**TASK REQUIREMENTS:**
(A) In the FIB-5 index text, which outcome did the FIB-5 index < −4.00 independently predict in the multivariable Cox regression?
(B) Continue the FIB-5 index text from its last sentence.

Kaplan–Meier survival curves of major adverse events after CRT/CRT‐D implantation according to the FIB‐5 index categories. (A) all‐cause death, (B) cardiac death, (C) HF hospitalization, (D) composite endpoint of all‐cause death or HF hospitalization, and (E) ICD treatment. CRT, cardiac resynchronization therapy; CRT‐D, cardiac resynchronization therapy defibrillator; FIB‐5, fibrosis‐5; HF, heart failure; ICD, implantable cardioverter defibrillator.
Multivariable Cox regression analysis, including age, BNP levels, TRPG, and ACE‐I/ARB that were shown to be different between the FIB‐5 index ≥ −4.00 and FIB‐5 index < −4.00 groups demonstrated that the FIB‐5 index < −4.00 was an independent predictor for HF hospitalization (hazard ratio 1.893, 95% CI: 1.043–3.438, p = 0.036) but not for cardiac death (p = 0.228) or composite endpoint (p = 0.464).

**RAW DATA:**
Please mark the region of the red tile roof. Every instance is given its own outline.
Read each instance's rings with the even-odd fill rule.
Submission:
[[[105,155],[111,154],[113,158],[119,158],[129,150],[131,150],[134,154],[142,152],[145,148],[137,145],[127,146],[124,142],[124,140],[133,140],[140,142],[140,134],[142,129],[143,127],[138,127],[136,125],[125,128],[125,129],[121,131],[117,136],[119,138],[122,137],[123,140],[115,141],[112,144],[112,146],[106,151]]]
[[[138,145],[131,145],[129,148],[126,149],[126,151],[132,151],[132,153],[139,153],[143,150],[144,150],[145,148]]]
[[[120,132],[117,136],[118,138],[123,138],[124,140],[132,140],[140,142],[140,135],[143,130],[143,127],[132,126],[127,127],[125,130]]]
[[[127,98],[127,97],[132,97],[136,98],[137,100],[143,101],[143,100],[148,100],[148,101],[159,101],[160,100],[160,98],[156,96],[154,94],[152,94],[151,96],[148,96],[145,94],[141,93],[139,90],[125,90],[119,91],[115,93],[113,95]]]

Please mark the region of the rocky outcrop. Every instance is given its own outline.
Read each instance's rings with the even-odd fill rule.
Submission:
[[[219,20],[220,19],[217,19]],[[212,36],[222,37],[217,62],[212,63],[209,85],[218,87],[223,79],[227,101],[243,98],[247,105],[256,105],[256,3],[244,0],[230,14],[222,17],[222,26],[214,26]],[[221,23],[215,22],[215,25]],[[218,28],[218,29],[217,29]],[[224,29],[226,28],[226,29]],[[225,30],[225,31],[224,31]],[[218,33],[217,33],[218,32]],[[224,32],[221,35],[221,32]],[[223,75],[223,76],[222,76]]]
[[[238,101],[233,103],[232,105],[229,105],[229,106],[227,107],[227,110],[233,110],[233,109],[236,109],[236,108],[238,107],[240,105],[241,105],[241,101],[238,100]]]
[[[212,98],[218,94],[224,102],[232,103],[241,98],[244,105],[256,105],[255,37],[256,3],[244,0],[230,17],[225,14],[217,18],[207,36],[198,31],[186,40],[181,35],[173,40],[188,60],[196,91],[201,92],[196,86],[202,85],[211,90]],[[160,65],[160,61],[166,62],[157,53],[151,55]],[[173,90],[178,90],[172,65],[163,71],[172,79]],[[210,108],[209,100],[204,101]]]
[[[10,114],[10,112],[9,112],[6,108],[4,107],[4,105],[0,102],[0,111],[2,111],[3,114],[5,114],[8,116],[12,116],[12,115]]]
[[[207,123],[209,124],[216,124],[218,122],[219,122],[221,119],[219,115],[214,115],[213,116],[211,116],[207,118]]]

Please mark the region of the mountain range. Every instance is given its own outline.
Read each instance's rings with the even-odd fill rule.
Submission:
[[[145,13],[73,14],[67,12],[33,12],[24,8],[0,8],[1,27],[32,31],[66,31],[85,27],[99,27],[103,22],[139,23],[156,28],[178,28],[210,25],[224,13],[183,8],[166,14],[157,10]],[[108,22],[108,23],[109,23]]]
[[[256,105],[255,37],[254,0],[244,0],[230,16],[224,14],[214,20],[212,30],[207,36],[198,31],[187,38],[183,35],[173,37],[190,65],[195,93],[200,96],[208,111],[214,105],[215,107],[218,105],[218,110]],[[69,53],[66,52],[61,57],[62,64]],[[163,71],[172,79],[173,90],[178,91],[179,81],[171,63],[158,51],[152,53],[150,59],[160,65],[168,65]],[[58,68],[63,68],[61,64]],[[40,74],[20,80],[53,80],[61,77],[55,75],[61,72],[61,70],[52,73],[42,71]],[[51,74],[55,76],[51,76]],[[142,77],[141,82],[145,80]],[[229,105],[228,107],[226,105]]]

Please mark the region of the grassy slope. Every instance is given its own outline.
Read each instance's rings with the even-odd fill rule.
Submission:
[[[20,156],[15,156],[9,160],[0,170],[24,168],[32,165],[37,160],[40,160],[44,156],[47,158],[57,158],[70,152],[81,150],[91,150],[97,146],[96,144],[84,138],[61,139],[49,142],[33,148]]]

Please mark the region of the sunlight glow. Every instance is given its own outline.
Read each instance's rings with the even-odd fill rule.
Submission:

**ANSWERS BY TASK:**
(A) HF hospitalization (hazard ratio 1.893, 95% CI: 1.043–3.438, p = 0.036).

(B)
Discussion
4
This study investigated the prognostic value of a novel liver fibrosis marker, the FIB‐5 index, in patients with HF undergoing CRT/CRT‐D. Multivariate analysis demonstrated that the FIB‐5 index at baseline was an independent predictor of the CRT response. The FIB‐5 index improved significantly after 6 months in the responder group but not in the nonresponder group. The FIB‐5 index at baseline significantly correlated with BNP levels, TRPG, and RVP, and the FIB‐5 index changed in parallel with LVEF and TRPG after CRT/CRT‐D. The predictive ability of FIB‐5 index ≥ −4.00 for responders was preferable in the subgroups of the LVEF ≥ 25%, NYHA class III or less, and nonischemic heart disease. The FIB‐5 index ≥ −4.00 group had better prognosis for cardiac death, HF hospitalization and the composite endpoint of all‐cause death and HF hospitalization than the FIB‐5 index < −4.00 group.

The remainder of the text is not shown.